- Text passage
>>>
A team led by researchers from the University of Queensland (UQ) has recently shed new light on the crucial role of saturated free fatty acids (FFAs) in the brain's memory creation process.

"We've shown previously that levels of saturated fatty acids increase in the brain during neuronal communication, but we didn't know what was causing these changes," Isaac Akefe, lead author of the study and research fellow at UQ, said on Tuesday.

"Now for the first time, we've identified alterations in the brain's fatty acid landscape when the neurons encode a memory," the scholar noted.

In their latest paper published in EMBO Journal, researchers dived deep into a novel interaction between the Phospholipase A1 (PLA1) isoform DDHD2 and a key synaptic protein dubbed STXBP1 by conducting longitudinal experiments on mice.

They found that STXBP1 controls the targeting of DDHD2 to the plasma membrane and the subsequent generation of saturated FFAs. 

"To determine the importance of free fatty acids in memory formation, we used mouse models where the PLA1 gene is removed," said Frederic Meunier, co-author of the study and professor at UQ.
<<<
Please carry on the report about fatty acids and memory formation, starting right after its final sentence. The rows that come next are from a different source.

- Records supplied
>>>
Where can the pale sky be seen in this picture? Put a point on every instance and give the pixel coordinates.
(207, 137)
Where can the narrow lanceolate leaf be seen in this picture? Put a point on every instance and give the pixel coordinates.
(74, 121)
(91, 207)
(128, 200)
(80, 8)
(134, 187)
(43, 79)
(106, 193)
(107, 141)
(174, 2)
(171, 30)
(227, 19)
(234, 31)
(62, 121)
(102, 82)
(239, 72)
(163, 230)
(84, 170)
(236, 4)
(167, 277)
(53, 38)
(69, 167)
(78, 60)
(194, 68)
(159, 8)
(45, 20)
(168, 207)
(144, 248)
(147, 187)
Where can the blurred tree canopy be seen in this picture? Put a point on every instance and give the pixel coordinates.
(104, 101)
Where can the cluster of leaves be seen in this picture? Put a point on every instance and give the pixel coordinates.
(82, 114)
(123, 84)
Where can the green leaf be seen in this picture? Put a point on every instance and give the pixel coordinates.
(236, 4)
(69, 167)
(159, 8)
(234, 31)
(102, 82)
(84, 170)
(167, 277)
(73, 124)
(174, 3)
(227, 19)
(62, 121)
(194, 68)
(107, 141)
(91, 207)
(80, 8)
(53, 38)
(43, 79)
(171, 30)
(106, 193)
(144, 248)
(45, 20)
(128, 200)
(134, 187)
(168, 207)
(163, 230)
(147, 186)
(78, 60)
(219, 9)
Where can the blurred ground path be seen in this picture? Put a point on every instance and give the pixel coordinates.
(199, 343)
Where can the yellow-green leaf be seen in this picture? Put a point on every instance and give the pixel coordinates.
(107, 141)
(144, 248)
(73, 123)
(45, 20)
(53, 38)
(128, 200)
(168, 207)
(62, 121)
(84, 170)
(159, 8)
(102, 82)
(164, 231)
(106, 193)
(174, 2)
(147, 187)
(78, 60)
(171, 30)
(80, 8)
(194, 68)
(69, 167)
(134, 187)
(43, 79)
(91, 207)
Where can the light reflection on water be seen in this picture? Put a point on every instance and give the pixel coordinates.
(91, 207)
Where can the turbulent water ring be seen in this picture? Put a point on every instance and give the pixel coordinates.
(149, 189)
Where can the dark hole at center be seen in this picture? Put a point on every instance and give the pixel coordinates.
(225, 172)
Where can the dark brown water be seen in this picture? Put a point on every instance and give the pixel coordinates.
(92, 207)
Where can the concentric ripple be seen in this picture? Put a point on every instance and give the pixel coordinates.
<<<
- Output for this exercise
"Even before their memories became impaired, their saturated free fatty acid levels were significantly lower than control mice. This indicates that this PLA1 enzyme, and the fatty acids it releases, play a key role in memory acquisition," he noted. 

As the fattiest organ in the body, 60 percent of the human brain consists of lipids, while fatty acids serve as the building blocks of those lipids or fats and are instrumental in communication between nerve cells. 

Meunier believed that manipulating this new memory acquisition pathway has "exciting potential" as a treatment for neurodegenerative disorders, such as Alzheimer's disease.